Exactly as they appear below, repeat the lines from the one with "Please indicate the crown" through the one with "Please indicate the chandelier in", and no others.

* **THE DATA**
####
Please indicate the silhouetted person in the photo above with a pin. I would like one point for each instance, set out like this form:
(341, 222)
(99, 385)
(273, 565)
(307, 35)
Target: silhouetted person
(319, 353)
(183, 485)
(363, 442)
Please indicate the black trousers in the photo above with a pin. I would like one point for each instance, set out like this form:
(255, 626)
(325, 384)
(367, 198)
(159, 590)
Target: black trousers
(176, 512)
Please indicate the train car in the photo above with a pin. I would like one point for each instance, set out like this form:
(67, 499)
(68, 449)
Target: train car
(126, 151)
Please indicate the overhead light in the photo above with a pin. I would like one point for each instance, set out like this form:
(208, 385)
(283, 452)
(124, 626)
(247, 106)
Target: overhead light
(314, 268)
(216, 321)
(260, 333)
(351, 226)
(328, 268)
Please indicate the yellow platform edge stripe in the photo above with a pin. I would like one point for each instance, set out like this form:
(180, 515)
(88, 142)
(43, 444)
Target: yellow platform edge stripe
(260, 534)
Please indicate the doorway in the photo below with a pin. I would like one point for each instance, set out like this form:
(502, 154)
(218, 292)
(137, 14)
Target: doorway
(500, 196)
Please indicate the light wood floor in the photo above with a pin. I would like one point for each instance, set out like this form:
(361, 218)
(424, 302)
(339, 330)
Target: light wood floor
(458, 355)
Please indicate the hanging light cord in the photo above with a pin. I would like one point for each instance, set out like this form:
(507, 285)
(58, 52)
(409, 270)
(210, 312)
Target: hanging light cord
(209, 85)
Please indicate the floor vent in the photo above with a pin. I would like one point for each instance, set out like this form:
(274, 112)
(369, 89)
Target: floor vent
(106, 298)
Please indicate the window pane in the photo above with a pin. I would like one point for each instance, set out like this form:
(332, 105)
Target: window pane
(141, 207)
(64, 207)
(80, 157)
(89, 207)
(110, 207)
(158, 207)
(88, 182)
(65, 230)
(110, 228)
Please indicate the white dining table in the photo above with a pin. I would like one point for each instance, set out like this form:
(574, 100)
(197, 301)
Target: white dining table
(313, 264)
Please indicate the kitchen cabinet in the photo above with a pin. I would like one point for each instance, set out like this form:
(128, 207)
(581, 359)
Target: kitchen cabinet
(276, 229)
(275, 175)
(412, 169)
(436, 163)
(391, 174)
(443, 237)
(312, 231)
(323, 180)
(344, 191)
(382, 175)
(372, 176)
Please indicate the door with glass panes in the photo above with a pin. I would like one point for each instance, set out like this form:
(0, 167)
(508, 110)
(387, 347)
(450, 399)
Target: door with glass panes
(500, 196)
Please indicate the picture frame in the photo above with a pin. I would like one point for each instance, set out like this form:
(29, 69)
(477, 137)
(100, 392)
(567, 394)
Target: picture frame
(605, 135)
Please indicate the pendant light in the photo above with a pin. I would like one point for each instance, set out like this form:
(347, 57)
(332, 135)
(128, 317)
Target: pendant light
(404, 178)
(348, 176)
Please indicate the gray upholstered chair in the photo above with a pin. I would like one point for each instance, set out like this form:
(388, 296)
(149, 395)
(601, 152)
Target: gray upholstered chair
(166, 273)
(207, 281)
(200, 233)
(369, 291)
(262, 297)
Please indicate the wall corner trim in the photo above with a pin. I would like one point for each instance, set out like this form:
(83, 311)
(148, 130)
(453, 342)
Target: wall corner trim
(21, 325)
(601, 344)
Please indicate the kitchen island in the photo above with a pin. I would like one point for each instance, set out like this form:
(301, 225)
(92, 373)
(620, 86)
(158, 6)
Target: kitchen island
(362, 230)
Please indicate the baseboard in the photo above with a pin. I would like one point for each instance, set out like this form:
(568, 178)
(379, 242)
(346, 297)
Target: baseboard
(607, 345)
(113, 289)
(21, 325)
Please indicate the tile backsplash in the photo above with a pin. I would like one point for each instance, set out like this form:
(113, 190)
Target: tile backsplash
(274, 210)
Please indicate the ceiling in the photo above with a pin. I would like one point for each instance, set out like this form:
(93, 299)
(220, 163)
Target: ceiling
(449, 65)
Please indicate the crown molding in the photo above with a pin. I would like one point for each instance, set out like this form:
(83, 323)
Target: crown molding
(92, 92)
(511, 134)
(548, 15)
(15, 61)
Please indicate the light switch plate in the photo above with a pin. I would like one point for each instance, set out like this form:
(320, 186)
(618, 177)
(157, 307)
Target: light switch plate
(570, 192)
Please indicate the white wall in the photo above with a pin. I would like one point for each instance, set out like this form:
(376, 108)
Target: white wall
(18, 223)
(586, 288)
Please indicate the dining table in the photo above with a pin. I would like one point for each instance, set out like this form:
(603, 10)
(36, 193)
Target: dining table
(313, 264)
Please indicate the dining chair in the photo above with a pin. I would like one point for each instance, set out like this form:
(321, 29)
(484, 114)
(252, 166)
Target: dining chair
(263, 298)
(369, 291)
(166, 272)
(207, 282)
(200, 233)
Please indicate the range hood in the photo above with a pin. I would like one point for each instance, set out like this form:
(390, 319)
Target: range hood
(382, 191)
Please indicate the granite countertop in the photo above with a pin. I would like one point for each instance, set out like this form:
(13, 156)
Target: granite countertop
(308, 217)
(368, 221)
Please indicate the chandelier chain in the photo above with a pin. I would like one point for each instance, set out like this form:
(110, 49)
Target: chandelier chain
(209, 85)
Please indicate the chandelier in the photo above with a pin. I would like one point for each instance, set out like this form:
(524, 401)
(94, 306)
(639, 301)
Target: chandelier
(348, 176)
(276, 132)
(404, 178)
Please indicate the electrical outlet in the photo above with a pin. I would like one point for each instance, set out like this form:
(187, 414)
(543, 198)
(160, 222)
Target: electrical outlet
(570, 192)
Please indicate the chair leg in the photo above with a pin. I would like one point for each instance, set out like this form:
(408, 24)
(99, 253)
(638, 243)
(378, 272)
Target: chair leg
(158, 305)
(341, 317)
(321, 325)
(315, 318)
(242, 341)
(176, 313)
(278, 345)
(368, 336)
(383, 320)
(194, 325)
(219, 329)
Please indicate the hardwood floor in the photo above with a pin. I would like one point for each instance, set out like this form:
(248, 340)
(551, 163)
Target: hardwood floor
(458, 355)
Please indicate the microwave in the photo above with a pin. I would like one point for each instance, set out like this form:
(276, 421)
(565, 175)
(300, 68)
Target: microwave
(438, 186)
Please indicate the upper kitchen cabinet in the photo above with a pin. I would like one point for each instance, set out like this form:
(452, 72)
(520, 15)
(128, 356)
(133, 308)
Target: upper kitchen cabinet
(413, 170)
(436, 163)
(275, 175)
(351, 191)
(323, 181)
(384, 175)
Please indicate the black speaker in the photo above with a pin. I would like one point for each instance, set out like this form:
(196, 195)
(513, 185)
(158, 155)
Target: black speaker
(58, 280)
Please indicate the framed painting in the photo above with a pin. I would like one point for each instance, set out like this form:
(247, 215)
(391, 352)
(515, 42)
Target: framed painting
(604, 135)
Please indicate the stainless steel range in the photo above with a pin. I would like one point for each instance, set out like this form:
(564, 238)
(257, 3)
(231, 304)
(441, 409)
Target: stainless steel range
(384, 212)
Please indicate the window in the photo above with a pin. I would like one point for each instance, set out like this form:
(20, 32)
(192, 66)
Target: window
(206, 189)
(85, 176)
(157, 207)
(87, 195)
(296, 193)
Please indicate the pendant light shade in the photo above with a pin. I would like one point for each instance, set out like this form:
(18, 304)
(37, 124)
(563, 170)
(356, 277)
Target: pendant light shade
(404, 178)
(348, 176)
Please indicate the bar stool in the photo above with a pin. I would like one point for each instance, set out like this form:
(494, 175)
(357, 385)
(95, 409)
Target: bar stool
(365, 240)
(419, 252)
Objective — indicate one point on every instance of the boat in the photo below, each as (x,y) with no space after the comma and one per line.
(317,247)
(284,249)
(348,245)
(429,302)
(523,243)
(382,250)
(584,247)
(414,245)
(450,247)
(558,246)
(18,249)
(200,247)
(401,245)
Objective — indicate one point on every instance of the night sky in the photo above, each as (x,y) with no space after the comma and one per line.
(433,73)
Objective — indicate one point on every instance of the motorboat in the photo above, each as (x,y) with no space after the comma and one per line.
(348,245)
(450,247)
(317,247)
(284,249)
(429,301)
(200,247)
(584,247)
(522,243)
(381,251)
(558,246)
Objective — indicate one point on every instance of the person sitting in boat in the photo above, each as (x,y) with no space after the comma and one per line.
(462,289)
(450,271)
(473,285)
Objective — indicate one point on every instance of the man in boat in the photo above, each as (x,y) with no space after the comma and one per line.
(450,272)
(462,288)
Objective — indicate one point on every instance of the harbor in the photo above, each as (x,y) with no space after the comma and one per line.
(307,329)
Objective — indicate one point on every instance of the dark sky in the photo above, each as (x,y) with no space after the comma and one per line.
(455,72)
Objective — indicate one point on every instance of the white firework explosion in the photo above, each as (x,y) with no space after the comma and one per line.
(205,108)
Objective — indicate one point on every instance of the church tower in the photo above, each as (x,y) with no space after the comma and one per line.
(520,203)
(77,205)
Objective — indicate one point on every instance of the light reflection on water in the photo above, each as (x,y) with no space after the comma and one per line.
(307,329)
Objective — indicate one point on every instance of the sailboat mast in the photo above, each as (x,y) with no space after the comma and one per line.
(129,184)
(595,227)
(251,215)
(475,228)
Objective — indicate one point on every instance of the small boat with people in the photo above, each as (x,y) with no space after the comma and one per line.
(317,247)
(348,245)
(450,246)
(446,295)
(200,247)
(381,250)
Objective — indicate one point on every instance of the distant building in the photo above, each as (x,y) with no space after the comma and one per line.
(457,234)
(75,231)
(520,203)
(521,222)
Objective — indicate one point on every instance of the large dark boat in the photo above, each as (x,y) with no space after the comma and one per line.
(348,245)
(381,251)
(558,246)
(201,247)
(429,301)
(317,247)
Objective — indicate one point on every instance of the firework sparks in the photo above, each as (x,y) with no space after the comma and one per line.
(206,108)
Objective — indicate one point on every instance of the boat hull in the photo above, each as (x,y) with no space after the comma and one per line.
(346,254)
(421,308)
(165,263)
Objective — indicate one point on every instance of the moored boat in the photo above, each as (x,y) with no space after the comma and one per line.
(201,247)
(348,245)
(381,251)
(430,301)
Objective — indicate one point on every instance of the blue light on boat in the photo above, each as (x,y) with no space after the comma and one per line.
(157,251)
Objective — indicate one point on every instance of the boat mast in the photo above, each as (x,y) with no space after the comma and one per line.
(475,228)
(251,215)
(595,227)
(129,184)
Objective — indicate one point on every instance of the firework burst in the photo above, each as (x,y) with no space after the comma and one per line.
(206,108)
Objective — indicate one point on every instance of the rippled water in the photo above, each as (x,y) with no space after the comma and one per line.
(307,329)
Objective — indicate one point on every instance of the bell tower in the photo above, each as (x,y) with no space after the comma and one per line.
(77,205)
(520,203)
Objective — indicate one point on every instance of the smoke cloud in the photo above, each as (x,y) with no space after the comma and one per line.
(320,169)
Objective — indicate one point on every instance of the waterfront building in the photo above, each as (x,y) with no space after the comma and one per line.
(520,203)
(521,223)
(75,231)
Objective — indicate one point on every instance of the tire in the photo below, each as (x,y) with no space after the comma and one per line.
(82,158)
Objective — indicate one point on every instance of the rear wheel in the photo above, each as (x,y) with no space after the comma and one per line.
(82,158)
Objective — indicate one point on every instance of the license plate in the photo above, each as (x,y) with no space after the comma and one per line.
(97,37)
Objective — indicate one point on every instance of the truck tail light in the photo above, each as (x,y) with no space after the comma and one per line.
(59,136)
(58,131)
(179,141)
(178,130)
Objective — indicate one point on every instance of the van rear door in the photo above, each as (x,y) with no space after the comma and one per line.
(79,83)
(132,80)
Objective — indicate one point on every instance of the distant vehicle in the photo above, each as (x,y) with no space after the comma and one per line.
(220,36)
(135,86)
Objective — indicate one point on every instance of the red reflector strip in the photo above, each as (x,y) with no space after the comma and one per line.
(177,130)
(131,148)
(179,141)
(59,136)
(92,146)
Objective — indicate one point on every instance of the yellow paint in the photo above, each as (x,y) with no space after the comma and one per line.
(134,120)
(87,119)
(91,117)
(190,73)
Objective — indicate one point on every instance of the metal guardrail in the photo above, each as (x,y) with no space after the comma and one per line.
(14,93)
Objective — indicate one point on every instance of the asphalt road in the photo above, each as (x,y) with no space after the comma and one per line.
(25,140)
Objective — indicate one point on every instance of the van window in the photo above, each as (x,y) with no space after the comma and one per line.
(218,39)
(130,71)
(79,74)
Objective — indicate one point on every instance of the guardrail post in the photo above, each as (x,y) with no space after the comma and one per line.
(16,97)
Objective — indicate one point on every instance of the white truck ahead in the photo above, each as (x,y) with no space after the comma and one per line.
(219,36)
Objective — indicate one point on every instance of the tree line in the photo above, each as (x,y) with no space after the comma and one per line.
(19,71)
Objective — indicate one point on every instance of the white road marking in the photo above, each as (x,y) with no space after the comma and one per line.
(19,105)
####
* **YOUR SOLUTION**
Please indicate the crown molding in the photo above with a pin. I would like one point for each instance, set out like this form:
(83, 323)
Target: crown molding
(92, 92)
(511, 134)
(548, 15)
(15, 61)
Please indicate the light switch plate in the photo above with a pin. I would like one point for each instance, set out like this form:
(320, 186)
(618, 177)
(157, 307)
Target: light switch plate
(570, 192)
Please indicate the white wall in the photo above with a pin. I would like one point for each instance, set out like this form:
(376, 108)
Target: white wall
(18, 223)
(586, 288)
Please indicate the dining table in the photo above with a pin. I would like one point for each instance, set out like this form:
(603, 10)
(36, 193)
Target: dining table
(313, 264)
Please indicate the dining chair in the photo above with a pin. I would like one point for each instance, set out like this form:
(321, 29)
(484, 114)
(252, 166)
Target: dining chair
(263, 298)
(369, 291)
(166, 272)
(207, 282)
(200, 233)
Please indicate the range hood in the photo above with a pin. I would like one point for each instance, set out like this form:
(390, 319)
Target: range hood
(382, 191)
Please indicate the granite countertop in the photo above with a pin. I would like one point for each instance, set out like this form:
(13, 156)
Target: granite countertop
(308, 217)
(368, 221)
Please indicate the chandelier chain in the photo above with a pin. I would like one point for each instance, set out like this form:
(110, 49)
Target: chandelier chain
(209, 85)
Please indicate the chandelier in the photo above with a pin. I would like one point for each instance, set out like this form:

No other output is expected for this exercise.